**文本摘录:**
··········

五种进程调度的算法实现（三）

实验要求

完成进程调度的可视化。

包括六种调度算法：

public enum SchdType
{
[Description("先来先服务")]
FCFS,
[Description("最短作业优先")]
SJF,
[Description("最短剩余时间优先")]
SRTF,
[Description("最高响应比优先")]
HRRF,
[Description("优先级调度")]
PRIOR,
[Description("轮转调度")]
RR,
}

设计思路

使用C# WindowsForm易于开发。

调度算法基于LINQ；

所有调度算法采用统一的接口；

用DataGridView呈现和更改初始数据；

用GDI+实现绘图。

数据结构

初始数据结构：

public class SimpleTask
{
[Unique]
[DefaultValue("Task")]
[Description("作业名")]
public string Name { set; get; }

[DefaultValue(0)]
[Description("开始时间")]
public int StartTime { set; get; }

[DefaultValue(1)]
[Description("运行时间")]
public int ExecuteTime { set; get; }

[DefaultValue(0)]
[Description("优先级")]
public int Priority { set; get; }
}

初始化：

void InitTestData()
{
data.Rows.Add(new object[] { "A", 0, 3, 5 });
data.Rows.Add(new object[] { "B", 2, 6, 2 });
data.Rows.Add(new object[] { "C", 4, 4, 3 });
data.Rows.Add(new object[] { "D", 6, 5, 4 });
data.Rows.Add(new object[] { "E", 8, 2, 1 });
}

运行时调度结构：

public class SchdRestModel
{
public SimpleTask task { set; get; }

public int rest { set; get; }//剩余运行时间

public double temp { set; get; }//用于存储响应比
}

输入输出结构：

public class SimulationResult
{
public List<SimpleTask> tasks { set; get; }

public List<string> cpu_clips { set; get; }
}

可视化结构：

public class VisualStruct
{
public DuringStruct during { set; get; }

public List<Tuple<int, int>> cpu_clips { set; get; }
}

public class VisualData
{
public Dictionary<string, VisualStruct> visual { set; get; }

public List<int> switches { set; get; }
}

参数设置：

public class SchdSettings
{
private static int _TimeSpan = 1;

public static int TimeSpan { set { _TimeSpan = value; } get { return _TimeSpan; } }

public static readonly int MaxTimeSpan = 10;
public static readonly int MinTimeSpan = 1;
}

public class VisualSettings
{
public static readonly int TimeSpanWidth = 30;
public static readonly int TaskHeight = 30;
public static readonly int TaskSpacing = 20;
public static readonly int TaskBlanking = 20;
public static readonly int TimeHeight = 20;
public static readonly int DegreeHeight = 5;
public static readonly int DispTextWidth = 100;
public static readonly int Margin = 5;
}

设计实现

一、接口及抽象类

调度接口：

public interface IProcessSchd
{
void ImportData(IEnumerable<SimpleTask> tasks);

void SetCallback(Action<string> action);

SimulationResult Simulate();
}

抽象基类：

public abstract class ProcessSchd : IProcessSchd
{
protected IEnumerable<SimpleTask> origin_tasks;
protected Action<string> action;

public void ImportData(IEnumerable<SimpleTask> tasks)

··········

**数据记录:**
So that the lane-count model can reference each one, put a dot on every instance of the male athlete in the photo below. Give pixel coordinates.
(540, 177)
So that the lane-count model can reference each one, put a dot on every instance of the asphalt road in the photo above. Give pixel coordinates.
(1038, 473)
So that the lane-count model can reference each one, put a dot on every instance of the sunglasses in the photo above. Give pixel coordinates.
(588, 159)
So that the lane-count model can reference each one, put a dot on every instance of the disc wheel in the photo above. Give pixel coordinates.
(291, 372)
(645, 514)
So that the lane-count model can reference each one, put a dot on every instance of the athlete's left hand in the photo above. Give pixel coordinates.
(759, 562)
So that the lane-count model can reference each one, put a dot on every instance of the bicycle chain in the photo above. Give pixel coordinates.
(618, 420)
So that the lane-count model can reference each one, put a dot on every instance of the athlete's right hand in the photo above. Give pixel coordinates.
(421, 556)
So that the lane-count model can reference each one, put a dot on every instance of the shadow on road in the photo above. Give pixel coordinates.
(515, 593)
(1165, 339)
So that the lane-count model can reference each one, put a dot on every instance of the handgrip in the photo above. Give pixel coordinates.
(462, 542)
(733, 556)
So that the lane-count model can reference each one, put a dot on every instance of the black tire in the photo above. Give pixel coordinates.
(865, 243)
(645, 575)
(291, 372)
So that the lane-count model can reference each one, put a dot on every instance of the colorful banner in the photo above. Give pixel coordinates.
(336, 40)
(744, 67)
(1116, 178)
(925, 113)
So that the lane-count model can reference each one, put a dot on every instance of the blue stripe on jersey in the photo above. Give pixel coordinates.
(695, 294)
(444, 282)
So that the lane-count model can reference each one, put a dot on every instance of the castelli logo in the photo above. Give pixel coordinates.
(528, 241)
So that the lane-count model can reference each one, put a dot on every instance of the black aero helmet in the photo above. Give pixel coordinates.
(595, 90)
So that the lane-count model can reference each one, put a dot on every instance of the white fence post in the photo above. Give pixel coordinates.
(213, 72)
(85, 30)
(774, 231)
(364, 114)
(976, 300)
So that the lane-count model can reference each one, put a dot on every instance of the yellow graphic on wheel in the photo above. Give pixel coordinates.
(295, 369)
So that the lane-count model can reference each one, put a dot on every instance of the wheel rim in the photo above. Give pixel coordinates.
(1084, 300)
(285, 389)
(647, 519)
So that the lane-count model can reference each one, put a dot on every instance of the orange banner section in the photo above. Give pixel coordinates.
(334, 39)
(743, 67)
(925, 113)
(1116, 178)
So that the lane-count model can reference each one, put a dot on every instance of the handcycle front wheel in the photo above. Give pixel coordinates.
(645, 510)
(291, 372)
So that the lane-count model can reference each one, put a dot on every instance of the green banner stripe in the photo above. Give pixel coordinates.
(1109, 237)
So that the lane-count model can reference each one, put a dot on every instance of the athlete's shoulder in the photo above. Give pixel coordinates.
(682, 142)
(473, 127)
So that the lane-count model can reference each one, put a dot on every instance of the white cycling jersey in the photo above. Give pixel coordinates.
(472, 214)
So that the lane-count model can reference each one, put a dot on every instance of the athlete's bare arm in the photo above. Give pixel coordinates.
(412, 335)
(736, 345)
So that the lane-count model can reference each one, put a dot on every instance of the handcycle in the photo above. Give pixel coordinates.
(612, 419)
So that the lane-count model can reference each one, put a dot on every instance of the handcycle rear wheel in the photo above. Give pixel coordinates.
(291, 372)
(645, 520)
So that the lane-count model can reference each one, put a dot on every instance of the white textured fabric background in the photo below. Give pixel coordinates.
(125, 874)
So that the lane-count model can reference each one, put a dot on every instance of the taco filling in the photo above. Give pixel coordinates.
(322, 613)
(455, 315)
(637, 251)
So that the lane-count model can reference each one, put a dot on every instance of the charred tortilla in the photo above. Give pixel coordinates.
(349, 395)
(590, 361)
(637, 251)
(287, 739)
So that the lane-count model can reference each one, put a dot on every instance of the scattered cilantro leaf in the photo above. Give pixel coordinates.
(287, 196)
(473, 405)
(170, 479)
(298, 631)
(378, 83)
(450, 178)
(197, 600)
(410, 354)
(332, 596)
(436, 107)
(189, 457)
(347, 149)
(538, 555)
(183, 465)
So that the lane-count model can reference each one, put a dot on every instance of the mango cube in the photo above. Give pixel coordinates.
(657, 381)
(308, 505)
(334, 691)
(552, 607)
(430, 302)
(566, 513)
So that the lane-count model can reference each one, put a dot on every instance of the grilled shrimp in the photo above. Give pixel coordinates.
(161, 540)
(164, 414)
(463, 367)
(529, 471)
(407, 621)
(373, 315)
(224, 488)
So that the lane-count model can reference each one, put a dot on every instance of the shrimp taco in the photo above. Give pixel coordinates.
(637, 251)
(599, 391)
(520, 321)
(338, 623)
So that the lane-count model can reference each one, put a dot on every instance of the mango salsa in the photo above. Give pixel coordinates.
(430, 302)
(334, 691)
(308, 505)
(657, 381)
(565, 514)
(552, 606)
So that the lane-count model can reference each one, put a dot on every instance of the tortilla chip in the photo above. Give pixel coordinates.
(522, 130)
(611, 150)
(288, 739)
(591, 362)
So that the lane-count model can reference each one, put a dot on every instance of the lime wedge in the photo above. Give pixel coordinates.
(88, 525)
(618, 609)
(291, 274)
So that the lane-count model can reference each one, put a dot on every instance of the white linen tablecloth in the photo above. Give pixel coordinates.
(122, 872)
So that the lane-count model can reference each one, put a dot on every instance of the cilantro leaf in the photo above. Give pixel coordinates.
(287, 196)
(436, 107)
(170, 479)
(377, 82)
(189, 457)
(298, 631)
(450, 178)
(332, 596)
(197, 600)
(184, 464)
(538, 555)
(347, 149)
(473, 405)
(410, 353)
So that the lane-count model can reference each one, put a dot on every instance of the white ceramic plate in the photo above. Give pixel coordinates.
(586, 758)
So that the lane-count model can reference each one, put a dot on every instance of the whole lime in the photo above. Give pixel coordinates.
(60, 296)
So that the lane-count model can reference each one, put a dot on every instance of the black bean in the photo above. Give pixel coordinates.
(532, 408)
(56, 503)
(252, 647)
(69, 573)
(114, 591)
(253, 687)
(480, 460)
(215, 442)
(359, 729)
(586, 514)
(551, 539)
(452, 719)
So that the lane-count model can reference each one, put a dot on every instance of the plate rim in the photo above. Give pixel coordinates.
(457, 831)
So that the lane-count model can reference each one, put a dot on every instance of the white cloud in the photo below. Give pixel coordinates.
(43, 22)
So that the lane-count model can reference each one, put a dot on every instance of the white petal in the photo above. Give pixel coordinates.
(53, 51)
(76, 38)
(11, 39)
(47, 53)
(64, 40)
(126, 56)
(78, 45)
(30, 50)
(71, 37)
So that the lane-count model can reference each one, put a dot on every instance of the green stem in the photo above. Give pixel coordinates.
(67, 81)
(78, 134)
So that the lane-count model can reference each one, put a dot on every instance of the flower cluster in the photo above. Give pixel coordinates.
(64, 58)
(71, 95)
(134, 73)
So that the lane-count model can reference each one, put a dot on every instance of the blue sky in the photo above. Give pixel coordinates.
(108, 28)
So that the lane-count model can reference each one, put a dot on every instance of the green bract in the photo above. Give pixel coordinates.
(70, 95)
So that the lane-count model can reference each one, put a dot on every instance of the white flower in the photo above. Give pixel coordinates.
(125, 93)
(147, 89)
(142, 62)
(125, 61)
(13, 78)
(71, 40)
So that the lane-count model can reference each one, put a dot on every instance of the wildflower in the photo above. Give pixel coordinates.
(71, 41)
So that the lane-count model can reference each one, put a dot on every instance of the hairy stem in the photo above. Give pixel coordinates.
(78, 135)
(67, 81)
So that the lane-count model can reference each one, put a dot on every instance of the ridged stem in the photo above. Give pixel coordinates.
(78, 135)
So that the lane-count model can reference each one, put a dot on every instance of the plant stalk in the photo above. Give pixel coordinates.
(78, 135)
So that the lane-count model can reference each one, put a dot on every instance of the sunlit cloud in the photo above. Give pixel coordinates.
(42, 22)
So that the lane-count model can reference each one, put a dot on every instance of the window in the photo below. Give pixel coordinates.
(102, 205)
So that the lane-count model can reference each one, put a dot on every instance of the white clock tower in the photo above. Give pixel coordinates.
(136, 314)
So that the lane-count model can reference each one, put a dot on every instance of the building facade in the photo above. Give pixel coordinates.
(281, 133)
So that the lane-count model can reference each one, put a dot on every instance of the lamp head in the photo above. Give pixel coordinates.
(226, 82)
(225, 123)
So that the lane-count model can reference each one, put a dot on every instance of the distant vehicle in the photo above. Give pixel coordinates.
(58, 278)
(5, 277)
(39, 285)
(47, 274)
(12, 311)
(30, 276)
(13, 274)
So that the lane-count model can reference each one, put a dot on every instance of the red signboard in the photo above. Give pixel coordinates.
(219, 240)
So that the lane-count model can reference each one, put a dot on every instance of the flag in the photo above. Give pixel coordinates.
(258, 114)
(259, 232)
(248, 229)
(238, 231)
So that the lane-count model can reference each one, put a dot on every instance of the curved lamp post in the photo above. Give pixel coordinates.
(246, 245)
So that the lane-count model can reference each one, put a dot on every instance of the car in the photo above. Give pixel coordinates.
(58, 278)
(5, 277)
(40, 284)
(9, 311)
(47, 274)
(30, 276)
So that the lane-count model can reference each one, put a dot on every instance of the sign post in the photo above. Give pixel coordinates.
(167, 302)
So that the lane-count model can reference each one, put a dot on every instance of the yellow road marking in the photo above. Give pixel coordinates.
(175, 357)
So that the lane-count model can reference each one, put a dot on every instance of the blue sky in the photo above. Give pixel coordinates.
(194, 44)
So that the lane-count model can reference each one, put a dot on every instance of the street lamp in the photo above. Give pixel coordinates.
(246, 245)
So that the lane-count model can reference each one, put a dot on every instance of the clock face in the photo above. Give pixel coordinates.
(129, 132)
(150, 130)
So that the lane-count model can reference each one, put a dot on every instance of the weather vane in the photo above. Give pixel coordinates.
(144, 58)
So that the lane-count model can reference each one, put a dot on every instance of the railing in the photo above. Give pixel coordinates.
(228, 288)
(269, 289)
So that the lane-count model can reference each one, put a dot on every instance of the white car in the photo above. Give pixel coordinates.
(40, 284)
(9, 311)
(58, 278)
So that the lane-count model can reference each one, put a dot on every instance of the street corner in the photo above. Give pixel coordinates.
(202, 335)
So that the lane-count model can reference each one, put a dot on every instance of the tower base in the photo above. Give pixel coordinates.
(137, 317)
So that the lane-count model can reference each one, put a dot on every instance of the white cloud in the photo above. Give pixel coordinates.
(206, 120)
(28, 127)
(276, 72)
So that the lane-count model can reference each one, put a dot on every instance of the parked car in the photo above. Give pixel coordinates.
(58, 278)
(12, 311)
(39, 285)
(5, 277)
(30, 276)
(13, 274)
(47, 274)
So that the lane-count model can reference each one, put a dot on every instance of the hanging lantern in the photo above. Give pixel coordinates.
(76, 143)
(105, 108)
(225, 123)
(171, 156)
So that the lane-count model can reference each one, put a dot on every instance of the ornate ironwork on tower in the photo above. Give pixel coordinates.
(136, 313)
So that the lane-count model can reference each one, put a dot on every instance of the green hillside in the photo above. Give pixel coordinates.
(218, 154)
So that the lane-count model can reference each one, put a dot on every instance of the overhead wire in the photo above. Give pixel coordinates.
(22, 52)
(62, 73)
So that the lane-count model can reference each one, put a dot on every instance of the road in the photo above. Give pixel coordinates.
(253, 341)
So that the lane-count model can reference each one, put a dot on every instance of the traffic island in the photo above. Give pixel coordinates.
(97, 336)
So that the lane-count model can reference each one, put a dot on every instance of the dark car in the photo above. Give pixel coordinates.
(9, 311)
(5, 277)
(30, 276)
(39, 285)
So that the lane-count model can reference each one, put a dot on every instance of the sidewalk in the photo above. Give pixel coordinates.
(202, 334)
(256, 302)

··········

**练习题目:**
(1) 请将进程调度一文中的句子"使用C# WindowsForm易于开发。"译成英文。
(2) 根据进程调度一文，判断下列说法是否与其相符，逐条回答"是"或"否"，并原文引出起决定作用的文字：(a) 绘图是用GDI+实现的；(b) MaxTimeSpan 的值为10；(c) 初始数据用ListView呈现和更改。
(3) 请从进程调度一文停止的地方续写下去。

**各题答案:**
(1) Using C# WindowsForm makes development easy.

(2)
(a) 是。"用GDI+实现绘图"
(b) 是。"public static readonly int MaxTimeSpan = 10;"
(c) 否。"用DataGridView呈现和更改初始数据"

(3)
{
origin_tasks = tasks;
}

public void SetCallback(Action<string> action)
{
this.action = action;
}

public abstract SimulationResult Simulate();
}

工厂模式构建：

public class SchdFactory
{
static public IProcessSchd CreateSchdInstance(SchdType type)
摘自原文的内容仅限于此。